■ **Task material**
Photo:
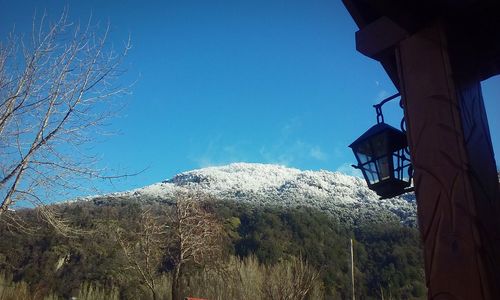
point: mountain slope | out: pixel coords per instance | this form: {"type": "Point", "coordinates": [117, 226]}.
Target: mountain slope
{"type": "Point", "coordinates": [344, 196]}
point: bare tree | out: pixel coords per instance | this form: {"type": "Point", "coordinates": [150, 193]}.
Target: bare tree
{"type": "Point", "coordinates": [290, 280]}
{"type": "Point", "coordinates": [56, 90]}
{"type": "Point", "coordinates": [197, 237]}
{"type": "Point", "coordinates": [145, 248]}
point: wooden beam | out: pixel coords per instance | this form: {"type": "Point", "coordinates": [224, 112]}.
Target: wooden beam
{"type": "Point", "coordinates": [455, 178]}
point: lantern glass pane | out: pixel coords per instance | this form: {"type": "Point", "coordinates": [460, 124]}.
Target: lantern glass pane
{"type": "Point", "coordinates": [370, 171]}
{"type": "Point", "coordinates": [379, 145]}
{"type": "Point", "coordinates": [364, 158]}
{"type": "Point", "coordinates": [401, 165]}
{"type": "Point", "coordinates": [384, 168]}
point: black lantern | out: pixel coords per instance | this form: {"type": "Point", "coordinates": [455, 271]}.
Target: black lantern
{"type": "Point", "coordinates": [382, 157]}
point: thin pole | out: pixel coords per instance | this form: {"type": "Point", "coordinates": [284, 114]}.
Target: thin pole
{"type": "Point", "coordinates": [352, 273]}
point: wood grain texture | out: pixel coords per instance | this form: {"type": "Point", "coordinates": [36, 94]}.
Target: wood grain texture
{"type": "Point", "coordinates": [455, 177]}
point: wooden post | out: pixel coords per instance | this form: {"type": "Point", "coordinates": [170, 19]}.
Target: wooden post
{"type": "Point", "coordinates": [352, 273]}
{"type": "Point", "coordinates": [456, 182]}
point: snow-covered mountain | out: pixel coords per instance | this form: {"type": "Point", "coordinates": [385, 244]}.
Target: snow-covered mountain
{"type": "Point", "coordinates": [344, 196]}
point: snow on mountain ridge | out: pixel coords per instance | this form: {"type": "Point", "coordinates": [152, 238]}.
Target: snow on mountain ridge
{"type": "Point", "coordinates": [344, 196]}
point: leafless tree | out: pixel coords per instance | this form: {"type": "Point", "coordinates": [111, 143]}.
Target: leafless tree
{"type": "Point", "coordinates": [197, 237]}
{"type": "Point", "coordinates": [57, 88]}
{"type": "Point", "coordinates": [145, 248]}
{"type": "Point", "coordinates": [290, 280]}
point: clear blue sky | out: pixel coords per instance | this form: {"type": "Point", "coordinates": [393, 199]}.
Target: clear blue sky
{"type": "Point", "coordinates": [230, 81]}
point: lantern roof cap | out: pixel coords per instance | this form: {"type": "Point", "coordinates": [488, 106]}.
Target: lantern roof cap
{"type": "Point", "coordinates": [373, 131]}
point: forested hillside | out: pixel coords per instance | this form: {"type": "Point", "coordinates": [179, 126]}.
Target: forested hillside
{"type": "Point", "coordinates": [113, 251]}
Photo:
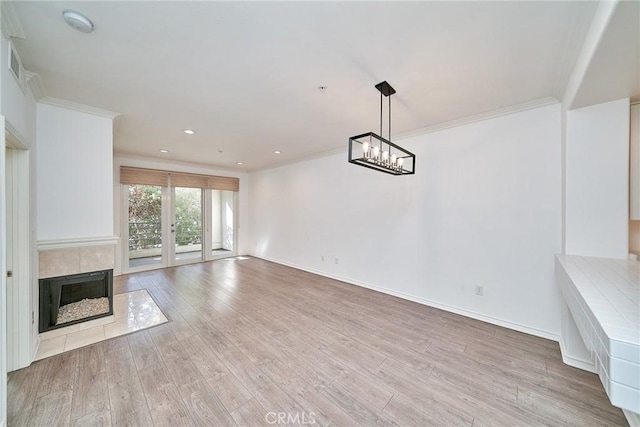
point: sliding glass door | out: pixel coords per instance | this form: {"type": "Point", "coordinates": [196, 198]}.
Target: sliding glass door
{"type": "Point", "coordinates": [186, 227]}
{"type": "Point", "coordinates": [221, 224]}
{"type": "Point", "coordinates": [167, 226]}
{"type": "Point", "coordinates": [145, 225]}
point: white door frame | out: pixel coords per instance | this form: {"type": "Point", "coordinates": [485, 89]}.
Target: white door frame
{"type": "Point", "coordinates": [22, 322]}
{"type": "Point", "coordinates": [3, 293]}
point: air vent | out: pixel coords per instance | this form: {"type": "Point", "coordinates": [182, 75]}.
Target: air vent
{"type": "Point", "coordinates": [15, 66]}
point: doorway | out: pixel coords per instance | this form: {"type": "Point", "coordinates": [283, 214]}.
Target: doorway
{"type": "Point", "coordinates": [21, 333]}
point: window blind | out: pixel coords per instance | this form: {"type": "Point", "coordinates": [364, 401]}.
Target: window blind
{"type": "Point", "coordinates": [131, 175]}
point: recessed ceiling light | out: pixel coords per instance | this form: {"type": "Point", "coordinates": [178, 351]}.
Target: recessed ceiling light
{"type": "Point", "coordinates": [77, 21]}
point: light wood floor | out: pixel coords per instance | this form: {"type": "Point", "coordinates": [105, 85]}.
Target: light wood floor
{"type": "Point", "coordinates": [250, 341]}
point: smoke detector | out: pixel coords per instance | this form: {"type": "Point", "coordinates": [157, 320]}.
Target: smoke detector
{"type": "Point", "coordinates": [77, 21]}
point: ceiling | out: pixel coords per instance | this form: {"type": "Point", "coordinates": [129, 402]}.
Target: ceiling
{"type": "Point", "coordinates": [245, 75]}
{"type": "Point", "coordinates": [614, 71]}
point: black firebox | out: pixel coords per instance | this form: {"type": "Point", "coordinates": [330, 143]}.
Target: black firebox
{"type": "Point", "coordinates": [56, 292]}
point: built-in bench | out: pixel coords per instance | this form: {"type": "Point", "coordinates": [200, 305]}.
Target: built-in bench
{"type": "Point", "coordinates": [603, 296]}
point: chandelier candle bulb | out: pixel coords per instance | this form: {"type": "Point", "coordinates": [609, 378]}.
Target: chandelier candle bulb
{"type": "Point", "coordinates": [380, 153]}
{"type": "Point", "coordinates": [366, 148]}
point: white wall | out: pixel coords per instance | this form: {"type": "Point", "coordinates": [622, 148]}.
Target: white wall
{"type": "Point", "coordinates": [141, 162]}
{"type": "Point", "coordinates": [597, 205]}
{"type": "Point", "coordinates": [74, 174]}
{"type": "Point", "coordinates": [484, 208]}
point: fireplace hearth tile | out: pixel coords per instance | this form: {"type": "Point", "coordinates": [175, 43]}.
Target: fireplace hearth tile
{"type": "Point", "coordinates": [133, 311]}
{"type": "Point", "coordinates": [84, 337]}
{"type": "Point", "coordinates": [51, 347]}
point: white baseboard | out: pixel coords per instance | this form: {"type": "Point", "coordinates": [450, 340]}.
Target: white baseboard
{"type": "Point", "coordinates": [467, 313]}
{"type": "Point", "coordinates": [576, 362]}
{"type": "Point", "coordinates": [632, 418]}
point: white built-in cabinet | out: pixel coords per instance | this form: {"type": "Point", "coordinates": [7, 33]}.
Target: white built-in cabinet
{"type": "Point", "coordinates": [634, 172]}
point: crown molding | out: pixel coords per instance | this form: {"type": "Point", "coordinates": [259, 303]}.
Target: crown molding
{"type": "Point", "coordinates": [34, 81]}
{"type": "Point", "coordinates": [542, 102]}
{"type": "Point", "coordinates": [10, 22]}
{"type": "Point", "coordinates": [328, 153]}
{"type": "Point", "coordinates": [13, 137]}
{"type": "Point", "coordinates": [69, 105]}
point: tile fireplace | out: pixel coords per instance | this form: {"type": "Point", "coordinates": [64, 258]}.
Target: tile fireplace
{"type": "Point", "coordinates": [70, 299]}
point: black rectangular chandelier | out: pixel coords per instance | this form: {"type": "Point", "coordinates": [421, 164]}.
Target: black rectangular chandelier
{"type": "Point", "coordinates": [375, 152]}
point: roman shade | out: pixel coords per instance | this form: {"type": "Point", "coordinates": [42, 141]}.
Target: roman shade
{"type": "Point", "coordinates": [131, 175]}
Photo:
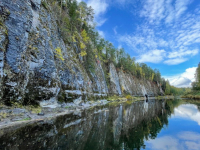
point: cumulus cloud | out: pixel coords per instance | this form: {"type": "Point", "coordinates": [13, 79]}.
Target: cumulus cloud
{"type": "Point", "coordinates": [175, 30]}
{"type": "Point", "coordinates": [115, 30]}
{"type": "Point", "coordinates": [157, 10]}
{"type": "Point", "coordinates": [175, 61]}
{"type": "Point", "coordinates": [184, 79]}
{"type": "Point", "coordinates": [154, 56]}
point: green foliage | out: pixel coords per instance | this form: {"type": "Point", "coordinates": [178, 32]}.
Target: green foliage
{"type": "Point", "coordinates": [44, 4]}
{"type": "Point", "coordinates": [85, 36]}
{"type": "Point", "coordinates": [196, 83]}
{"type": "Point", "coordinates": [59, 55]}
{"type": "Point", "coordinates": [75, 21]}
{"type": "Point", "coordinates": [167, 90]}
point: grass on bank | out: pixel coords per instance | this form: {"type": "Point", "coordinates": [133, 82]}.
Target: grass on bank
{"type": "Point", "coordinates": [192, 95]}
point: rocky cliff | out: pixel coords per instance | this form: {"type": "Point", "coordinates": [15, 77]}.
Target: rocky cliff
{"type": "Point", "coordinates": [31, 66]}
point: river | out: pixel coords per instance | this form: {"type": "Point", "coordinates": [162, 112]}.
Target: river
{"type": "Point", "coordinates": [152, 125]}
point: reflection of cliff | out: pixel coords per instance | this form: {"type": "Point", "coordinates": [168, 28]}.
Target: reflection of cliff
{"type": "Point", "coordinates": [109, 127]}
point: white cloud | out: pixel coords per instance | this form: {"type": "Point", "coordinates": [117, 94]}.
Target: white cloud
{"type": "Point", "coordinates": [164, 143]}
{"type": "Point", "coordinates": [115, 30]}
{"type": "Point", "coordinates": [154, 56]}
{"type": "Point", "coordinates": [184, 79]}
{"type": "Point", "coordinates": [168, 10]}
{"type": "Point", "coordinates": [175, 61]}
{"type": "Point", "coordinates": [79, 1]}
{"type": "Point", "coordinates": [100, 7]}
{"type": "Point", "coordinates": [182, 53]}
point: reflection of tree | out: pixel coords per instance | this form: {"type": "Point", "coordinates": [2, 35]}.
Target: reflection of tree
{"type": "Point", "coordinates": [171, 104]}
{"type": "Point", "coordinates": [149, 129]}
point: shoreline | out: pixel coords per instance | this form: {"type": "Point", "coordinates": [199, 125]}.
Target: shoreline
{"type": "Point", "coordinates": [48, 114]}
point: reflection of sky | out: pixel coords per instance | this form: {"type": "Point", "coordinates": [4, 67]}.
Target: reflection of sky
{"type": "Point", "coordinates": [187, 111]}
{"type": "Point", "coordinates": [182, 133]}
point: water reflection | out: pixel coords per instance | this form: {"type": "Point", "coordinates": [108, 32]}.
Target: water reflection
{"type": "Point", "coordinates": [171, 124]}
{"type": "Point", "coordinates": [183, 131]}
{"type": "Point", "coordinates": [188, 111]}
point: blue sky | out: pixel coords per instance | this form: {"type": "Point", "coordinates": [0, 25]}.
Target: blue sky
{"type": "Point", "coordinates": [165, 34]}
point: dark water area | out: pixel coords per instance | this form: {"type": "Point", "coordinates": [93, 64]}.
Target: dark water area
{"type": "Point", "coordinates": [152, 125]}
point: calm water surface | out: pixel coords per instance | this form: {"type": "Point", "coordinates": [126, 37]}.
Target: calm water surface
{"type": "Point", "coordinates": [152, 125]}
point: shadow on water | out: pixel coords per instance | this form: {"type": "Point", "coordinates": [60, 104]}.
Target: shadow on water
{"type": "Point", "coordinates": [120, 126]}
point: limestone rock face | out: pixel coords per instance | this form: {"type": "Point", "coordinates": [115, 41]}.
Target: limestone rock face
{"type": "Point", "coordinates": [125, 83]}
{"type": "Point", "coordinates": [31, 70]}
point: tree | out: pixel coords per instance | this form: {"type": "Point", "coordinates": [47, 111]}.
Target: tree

■ **What you are asked to do**
A word-for-word copy of the lines above from the one with "point: doorway |" through the one with "point: window blind", inclusive, is the only output wanted.

■ **Finished task**
point: doorway | out: pixel coords per instance | this form: {"type": "Point", "coordinates": [283, 214]}.
Target: doorway
{"type": "Point", "coordinates": [21, 333]}
point: window blind | out: pixel coords per instance | this form: {"type": "Point", "coordinates": [364, 401]}.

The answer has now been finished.